== Given passage ==

Inhibition of HCN Channels Enhances Oxidative Stress and Autophagy of NRK-52E Cells Under NH(4)Cl Treatment.

The hyperpolarization-activated cyclic nucleotide-gated (HCN) channels in the kidney participate in reabsorbing potassium (K(+)) and ammonium (NH(4)(+)) in the nephron, contributing to the acid-base balance. Acidosis is a metabolic condition of renal tubular acidosis and chronic kidney disease. Acidosis stimulates the production of mitochondrial reactive oxygen species (mROS), activating protective mechanisms dependent on mitochondrial membrane potential (Δψm) such as autophagy. The HCN3 channel is expressed in the plasma membrane, mitochondria (mitoHCN3), and lysosomes (lysoHCN3) of the rat proximal tubule. In this work we aimed to investigate the role of HCN3 in autophagy, mROS production, and Δψm in cultured rat proximal tubule cells (NRK-52E) exposed to ammonium chloride (NH(4)Cl). NH(4)Cl arrested autophagic flux and produced extracellular acidosis and, under this condition, mitoHCN3 and lysoHCN3 were up-regulated. NH(4)Cl or/and ZD7288, a specific blocker of HCN channels, enhanced mROS. ZD7288 in NH(4)Cl conditions at 24 h stimulated autophagy by reducing Beclin1, LC3BII, p62, and Parkin in an mROS- or Δψm independent pathway. Therefore, ZD7288 reverted NH(4)Cl inhibited autophagy through lysoHCN3 inhibition. Oxidative stress induced by H(2)O(2) up-regulated mitoHCN3 expression, while Tiron had the opposite effect. In conclusion, inhibition of mito- and lysoHCN3 channels by ZD7288 can protect against mitochondrial oxidative stress and stimulate the lysosome-autophagy pathway in response to NH(4)Cl treatment.

===
== Source material ==

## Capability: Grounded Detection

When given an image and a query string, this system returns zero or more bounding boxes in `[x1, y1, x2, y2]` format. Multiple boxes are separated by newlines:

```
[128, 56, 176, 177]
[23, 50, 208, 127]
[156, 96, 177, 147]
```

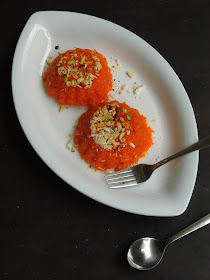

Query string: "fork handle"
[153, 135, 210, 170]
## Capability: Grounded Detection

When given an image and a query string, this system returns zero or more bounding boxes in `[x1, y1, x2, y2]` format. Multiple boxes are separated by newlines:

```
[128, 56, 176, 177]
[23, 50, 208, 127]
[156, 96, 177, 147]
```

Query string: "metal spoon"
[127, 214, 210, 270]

===

▶ About this task: In the HCN channel text, which proteins does ZD7288 reduce under NH(4)Cl conditions at 24 h? Name all of them.

▶ Answer below: Beclin1, LC3BII, p62, and Parkin.